[START OF Stored data]

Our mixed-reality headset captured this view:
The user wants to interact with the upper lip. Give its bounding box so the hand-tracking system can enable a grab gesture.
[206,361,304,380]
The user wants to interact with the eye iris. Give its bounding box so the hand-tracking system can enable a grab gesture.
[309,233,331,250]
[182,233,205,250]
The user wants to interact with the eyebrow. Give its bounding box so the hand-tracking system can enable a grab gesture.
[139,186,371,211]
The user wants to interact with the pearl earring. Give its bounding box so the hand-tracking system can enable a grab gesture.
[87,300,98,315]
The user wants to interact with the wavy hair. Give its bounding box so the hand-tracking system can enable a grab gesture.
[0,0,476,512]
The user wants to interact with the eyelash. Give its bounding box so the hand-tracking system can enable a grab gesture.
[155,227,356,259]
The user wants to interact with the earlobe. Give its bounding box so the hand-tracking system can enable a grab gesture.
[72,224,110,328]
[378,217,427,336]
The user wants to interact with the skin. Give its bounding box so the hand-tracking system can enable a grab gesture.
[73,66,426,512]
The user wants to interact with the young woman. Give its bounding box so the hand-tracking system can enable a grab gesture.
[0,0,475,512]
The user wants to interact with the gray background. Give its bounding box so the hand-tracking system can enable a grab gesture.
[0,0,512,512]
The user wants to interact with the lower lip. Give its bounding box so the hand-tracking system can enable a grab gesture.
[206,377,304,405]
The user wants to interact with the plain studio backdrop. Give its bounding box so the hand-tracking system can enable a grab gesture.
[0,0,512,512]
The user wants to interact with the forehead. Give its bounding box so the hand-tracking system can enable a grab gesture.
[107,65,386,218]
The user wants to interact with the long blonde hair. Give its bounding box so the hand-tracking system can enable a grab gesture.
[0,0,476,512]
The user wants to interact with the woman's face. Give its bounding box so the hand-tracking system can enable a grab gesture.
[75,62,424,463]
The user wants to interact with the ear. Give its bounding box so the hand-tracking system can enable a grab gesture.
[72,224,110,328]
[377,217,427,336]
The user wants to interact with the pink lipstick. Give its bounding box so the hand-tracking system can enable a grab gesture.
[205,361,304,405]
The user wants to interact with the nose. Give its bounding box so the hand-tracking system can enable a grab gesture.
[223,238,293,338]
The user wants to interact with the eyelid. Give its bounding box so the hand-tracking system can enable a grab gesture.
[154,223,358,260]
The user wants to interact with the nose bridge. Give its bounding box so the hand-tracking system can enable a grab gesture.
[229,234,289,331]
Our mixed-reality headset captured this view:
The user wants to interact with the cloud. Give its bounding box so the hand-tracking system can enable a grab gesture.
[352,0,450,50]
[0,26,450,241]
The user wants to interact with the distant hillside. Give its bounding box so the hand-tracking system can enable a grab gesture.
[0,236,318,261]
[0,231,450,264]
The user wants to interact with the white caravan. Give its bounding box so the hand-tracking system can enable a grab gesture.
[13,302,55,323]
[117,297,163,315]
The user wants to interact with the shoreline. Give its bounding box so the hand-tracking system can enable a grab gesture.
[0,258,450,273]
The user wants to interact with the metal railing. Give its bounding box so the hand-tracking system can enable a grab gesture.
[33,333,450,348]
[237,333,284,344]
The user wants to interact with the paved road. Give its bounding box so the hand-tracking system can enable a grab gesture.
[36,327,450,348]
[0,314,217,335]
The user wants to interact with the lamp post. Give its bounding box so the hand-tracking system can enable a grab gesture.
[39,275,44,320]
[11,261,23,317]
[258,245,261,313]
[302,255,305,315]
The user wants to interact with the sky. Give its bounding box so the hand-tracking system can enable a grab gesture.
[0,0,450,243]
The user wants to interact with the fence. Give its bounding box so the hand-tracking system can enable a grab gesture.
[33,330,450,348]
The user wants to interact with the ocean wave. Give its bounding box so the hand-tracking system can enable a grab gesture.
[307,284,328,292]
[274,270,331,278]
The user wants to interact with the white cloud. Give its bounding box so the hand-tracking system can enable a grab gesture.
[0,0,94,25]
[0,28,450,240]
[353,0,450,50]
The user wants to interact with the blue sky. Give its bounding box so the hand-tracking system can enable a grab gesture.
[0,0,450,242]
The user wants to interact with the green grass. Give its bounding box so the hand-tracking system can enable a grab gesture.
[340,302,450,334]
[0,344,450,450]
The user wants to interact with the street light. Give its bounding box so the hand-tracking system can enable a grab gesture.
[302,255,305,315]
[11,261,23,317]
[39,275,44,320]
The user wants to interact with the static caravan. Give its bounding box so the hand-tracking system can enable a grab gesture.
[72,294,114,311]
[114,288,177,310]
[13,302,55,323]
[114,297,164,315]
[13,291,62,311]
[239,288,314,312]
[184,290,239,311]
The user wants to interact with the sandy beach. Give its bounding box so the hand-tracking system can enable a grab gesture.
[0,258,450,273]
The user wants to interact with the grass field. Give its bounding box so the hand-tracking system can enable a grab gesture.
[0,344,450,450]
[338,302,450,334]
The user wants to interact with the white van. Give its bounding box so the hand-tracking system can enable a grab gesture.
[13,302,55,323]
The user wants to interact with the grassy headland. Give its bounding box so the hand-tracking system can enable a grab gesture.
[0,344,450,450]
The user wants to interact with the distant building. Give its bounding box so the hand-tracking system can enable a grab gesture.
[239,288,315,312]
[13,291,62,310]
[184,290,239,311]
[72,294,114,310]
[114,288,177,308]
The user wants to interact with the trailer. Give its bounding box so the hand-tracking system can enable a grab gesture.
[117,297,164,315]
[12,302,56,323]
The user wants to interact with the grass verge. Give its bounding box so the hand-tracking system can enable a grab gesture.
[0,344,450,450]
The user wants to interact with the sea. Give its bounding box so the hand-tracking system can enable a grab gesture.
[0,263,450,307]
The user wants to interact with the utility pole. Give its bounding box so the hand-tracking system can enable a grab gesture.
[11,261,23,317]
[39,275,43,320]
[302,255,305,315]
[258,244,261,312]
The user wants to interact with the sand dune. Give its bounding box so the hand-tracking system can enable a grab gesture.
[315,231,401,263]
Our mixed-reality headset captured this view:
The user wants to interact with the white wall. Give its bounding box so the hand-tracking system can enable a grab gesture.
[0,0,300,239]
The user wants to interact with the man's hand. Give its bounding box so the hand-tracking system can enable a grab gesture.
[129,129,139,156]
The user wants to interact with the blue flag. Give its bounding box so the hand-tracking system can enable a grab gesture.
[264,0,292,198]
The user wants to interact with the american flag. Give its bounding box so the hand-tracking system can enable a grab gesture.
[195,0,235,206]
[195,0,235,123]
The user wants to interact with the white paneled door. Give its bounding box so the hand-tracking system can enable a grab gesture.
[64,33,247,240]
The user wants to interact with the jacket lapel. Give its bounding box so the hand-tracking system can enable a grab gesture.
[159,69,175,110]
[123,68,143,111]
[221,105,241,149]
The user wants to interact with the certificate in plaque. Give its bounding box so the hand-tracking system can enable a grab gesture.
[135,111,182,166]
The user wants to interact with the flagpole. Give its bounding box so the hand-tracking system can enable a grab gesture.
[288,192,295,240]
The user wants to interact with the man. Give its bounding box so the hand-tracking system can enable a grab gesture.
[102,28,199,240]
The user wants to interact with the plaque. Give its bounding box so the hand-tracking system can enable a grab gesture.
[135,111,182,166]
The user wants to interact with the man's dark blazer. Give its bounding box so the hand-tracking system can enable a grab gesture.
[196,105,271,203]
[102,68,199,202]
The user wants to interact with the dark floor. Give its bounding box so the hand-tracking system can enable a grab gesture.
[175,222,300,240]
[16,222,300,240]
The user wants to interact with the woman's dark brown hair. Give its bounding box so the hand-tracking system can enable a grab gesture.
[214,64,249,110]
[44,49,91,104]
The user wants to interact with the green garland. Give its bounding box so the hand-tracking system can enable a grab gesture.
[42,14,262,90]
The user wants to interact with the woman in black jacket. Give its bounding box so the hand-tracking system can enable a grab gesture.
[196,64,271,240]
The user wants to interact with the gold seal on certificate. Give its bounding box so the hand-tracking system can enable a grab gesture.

[END OF Stored data]

## What the task requires
Print every line of the listing above exactly as it appears, from the line containing "The user wants to interact with the utility" down through the line containing "[195,0,235,123]", both included.

## Response
The user wants to interact with the utility pole. Give its bounding box so the hand-tracking system can enable a grab gesture.
[11,261,23,317]
[39,275,43,320]
[302,255,305,315]
[258,244,261,312]
The user wants to interact with the sand dune. Give its bounding box so the hand-tracking system can enable a grab gesture.
[315,231,401,263]
Our mixed-reality headset captured this view:
The user wants to interact with the white wall. Give its bounding box so the hand-tracking system can enable a grab gesture.
[0,0,300,239]
The user wants to interact with the man's hand. Give its bounding box so the hand-tracking system can enable a grab gesture.
[129,129,139,156]
The user wants to interact with the blue flag. Give its bounding box so the hand-tracking system can enable a grab gesture.
[264,0,292,198]
The user wants to interact with the american flag. Give its bounding box so the hand-tracking system can enable a grab gesture.
[195,0,235,206]
[195,0,235,123]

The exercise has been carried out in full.